◆ Supplied passage:
____________________
Coalition welfare reform will make work pay – but still not by enough


SUGGESTED

Trade, Development, and Immigration




The central plank of the coalition’s welfare reform programme is finally being rolled out. By merging several major benefits and tax credits into one payment – the new universal credit – work and pensions secretary Iain Duncan Smith hopes people will now always be better off in work than on benefits. The road towards the new system will be bumpy, of course. The first pilot has barely begun, and IT problems are already appearing. But in hindsight, these will merely be seen as teething troubles. So what will the impact of the new system be once it is fully established?

On the positive side, the universal credit will improve one of the welfare system’s major flaws – its mind-boggling complexity. The current system comprises a host of income transfers, most of which can again be subdivided into countless elements and optional add-ons. Many of these transfers serve similar purposes, so it’s unclear what all this administrative duplication is good for. The job of a benefit adviser has become similar to the job of a tax adviser, requiring familiarity with guidebooks running into thousands of pages.

But the problem with this arrangement is not administrative; it is the poverty traps it produces. Since each transfer has a different withdrawal rate and uses a different means of assessing eligibility, and since withdrawal rates interact with each other in different ways, it can be a challenge to work out how a change in gross earnings would translate into a change in net income. For someone who receives more than one benefit, it’s unclear whether taking on an extra day of work would leave him or her better off. By merging six major transfers into one, the universal credit will bring clarity and predictability, as it leaves one single withdrawal rate of 65 per cent of net income.

Secondly, the current system’s complexity makes the transition in and out of work harder. Imagine you receive out-of-work benefits and are offered a job for an uncertain period of time. Once you take the job, you may lose your out-of-work benefits. But if it turns out that the job does not last, you will have to re-apply for them all over again. Taking a job becomes a gamble, as it replaces a certain income source with an uncertain one. The universal credit, being both an in-work and an out-of-work benefit, will make this transition a lot smoother. It adjusts flexibly to your earnings level, without lengthy multiple application processes.

So far so good. Universal credit will help those who are able and willing to work, but who are currently trapped in the net of the welfare bureaucracy. Yet other flaws remain unresolved, or are even worsened. Work incentives at the margin will remain feeble, for instance. The combination of income tax, national insurance and the withdrawal of universal credit will create an implicit marginal tax rate of 76 per cent – well above the top marginal income tax rate. The groups with the weakest attachment to the labour market will continue to face the weakest work incentives.

This is related to another absurdity in the current system. We like to think of taxpayers and benefit recipients as distinct groups, but they are often the same people. A large part of the current system is simply redistribution from the right-hand pocket to the left-hand pocket. Why not just leave low-earners more of what they earn, and eliminate the corresponding chunks of tax and welfare administration? This could be achieved by integrating the universal credit into the tax system, thus turning it into a “negative income tax”.
____________________
◆ Problems and tasks:
A - According to the welfare reform article, what single withdrawal rate will the universal credit leave?
B - List each line of the records that contains the string "mountain", matching case exactly.

(Records from a data source)
____________________
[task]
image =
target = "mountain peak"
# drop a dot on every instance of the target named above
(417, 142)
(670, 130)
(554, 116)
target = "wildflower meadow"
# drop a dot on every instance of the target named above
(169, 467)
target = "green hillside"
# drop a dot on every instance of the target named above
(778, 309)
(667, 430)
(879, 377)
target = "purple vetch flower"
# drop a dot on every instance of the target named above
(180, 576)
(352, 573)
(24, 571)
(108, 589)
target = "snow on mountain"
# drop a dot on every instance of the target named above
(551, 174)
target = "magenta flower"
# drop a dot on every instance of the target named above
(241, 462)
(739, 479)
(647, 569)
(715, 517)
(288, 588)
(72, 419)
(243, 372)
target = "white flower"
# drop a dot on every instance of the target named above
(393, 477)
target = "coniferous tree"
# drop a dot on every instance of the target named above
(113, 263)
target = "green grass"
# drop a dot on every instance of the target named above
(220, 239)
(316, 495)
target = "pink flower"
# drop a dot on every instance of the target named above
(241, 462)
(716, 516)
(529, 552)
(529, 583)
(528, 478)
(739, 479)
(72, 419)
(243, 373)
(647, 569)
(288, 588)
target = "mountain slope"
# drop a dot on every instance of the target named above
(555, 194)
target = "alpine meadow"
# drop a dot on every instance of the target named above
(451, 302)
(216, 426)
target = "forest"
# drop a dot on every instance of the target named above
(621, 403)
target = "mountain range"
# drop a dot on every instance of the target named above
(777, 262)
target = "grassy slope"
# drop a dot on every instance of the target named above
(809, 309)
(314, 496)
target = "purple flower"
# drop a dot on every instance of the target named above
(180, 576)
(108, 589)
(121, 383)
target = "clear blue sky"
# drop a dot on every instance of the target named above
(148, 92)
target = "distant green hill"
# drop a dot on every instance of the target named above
____________________
◆ Set of answers:
A - A single withdrawal rate of 65 per cent of net income.

B -
target = "mountain peak"
target = "snow on mountain"
target = "mountain slope"
target = "mountain range"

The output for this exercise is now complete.